What this task involves.
Present the lines below as a two-column Markdown table headed Number and Line. Start with the line that contains "Find the stainless", continue through the line that contains "172 219 201 238", and leave out any blank lines.

Provided material.
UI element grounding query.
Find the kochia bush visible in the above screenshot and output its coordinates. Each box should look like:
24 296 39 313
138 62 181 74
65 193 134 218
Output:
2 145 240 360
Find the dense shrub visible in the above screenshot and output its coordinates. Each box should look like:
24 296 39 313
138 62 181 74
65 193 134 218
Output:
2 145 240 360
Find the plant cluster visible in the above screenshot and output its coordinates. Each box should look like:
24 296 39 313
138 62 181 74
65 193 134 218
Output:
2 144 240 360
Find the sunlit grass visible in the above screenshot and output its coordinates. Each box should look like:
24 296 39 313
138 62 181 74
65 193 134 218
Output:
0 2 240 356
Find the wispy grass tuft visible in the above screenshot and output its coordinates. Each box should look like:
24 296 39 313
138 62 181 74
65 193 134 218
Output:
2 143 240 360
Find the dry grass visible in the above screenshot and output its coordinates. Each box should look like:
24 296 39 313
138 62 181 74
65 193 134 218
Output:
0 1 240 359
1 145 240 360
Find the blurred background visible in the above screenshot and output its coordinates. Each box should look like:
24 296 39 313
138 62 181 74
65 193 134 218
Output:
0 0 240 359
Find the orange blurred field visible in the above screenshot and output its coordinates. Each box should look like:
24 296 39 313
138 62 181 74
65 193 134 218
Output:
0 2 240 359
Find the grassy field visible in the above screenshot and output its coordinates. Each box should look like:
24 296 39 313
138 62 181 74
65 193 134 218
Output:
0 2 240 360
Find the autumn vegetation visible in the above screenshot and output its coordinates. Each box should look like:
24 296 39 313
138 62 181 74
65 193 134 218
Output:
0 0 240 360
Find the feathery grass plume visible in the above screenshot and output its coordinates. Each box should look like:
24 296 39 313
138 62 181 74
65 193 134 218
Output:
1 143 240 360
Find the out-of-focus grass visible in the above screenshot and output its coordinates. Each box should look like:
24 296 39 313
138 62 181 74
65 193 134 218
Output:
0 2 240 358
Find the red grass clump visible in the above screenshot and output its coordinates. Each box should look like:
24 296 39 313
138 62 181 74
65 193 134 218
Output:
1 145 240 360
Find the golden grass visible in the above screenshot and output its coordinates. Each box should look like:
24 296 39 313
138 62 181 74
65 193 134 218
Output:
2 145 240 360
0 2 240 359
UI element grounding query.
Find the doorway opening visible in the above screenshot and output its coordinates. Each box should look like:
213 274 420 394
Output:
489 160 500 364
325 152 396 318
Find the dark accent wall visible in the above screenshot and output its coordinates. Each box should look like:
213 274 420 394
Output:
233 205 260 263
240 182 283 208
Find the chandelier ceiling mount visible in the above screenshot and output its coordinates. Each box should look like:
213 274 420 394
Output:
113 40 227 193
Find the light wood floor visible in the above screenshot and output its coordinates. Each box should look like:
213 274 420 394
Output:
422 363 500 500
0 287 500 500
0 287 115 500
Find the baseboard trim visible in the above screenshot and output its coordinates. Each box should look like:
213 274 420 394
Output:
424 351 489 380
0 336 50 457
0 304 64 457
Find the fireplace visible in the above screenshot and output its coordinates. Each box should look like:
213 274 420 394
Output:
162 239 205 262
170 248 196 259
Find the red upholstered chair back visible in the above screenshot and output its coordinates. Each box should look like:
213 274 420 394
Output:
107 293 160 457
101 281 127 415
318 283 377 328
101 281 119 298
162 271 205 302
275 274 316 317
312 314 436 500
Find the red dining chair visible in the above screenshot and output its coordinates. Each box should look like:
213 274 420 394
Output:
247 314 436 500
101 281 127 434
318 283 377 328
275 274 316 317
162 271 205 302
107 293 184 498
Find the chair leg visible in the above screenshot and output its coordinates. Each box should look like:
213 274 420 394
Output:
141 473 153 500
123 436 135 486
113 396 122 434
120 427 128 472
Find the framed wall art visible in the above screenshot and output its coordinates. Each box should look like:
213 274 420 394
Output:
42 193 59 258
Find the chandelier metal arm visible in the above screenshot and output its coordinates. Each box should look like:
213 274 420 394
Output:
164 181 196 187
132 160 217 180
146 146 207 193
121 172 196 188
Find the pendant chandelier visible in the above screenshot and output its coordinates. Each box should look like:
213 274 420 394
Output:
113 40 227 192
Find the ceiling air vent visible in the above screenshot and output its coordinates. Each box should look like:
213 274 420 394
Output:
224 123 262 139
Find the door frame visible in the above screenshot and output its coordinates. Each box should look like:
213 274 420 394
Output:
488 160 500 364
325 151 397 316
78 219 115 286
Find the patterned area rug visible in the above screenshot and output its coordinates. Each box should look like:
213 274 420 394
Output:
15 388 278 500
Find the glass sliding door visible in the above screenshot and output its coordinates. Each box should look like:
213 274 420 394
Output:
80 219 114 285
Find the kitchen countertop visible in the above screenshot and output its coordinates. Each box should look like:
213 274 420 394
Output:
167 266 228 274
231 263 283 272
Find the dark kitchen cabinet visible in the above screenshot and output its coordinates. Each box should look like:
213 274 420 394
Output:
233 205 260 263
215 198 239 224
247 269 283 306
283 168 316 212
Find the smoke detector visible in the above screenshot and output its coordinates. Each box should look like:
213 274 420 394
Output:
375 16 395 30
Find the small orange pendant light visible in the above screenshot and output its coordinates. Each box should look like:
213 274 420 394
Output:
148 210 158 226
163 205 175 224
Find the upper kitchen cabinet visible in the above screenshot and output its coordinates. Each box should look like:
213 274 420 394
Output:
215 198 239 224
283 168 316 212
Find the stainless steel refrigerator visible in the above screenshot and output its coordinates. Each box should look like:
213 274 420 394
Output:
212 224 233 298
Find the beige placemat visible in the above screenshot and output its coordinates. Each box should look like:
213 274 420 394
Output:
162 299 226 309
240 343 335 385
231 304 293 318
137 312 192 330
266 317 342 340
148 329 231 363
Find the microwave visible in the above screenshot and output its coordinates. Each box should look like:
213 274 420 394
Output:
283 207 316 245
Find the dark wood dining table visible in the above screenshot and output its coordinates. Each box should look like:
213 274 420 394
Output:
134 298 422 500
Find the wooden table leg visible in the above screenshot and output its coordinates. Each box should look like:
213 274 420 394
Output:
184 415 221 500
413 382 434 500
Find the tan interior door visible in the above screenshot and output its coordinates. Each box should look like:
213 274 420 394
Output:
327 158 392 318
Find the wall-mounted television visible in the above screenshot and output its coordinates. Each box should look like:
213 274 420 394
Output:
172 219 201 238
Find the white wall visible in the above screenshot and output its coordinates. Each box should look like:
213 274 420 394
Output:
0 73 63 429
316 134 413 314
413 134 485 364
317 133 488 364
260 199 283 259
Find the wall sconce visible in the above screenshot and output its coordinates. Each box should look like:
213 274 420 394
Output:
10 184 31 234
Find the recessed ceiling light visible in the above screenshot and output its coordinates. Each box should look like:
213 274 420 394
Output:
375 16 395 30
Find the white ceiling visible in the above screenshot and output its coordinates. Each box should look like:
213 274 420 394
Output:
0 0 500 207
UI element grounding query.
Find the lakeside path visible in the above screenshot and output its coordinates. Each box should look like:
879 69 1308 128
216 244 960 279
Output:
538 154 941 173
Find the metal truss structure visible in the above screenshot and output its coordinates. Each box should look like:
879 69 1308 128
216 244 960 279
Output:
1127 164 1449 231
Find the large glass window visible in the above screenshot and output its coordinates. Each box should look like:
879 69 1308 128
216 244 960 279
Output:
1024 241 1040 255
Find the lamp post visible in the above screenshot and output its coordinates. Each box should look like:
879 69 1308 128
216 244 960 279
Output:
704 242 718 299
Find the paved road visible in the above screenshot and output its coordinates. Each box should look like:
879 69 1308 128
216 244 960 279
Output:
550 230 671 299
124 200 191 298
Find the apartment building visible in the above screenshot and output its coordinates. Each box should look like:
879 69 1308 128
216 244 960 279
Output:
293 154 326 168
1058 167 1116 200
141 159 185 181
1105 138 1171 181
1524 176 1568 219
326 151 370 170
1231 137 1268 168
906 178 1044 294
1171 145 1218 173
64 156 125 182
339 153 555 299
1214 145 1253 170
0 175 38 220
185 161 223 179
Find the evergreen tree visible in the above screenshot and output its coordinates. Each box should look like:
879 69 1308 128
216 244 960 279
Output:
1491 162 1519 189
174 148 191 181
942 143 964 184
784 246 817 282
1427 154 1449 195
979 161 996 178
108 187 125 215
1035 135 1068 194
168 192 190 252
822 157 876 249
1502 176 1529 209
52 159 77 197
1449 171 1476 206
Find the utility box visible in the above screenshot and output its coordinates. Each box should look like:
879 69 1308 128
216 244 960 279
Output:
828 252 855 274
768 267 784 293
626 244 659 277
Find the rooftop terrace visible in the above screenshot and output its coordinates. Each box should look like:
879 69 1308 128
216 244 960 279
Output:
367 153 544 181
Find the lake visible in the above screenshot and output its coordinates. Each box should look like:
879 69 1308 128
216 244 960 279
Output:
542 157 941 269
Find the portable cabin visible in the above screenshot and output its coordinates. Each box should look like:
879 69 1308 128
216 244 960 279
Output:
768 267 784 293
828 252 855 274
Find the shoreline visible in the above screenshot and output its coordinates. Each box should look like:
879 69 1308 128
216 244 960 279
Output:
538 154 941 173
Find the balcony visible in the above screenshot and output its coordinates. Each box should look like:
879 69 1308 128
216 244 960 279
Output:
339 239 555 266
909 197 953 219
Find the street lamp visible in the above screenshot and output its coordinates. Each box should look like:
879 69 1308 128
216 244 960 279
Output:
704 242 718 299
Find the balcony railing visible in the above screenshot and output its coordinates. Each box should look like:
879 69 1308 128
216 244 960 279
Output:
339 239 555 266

The reply.
| Number | Line |
|---|---|
| 1 | Find the stainless steel refrigerator visible in the above screenshot and output its coordinates. Each box should look like: |
| 2 | 213 274 420 394 |
| 3 | Output: |
| 4 | 212 224 233 298 |
| 5 | Find the beige placemat visible in the above screenshot and output its coordinates. Each box should look like: |
| 6 | 213 274 420 394 |
| 7 | Output: |
| 8 | 162 299 226 309 |
| 9 | 240 343 335 385 |
| 10 | 231 304 293 318 |
| 11 | 137 312 192 330 |
| 12 | 266 317 342 340 |
| 13 | 148 329 231 363 |
| 14 | Find the microwave visible in the above screenshot and output its coordinates. Each box should look like: |
| 15 | 213 274 420 394 |
| 16 | Output: |
| 17 | 283 207 316 245 |
| 18 | Find the dark wood dining table visible in the above screenshot and output its coordinates. Each box should look like: |
| 19 | 213 274 420 394 |
| 20 | Output: |
| 21 | 134 298 422 500 |
| 22 | Find the wooden table leg visible in the above screenshot and output its coordinates. Each box should look like: |
| 23 | 213 274 420 394 |
| 24 | Output: |
| 25 | 184 415 221 500 |
| 26 | 413 382 434 500 |
| 27 | Find the tan interior door visible in the above screenshot and output its coordinates. Each box should look like: |
| 28 | 213 274 420 394 |
| 29 | Output: |
| 30 | 327 158 392 318 |
| 31 | Find the wall-mounted television visible in the above screenshot and output its coordinates. Each box should look like: |
| 32 | 213 274 420 394 |
| 33 | Output: |
| 34 | 172 219 201 238 |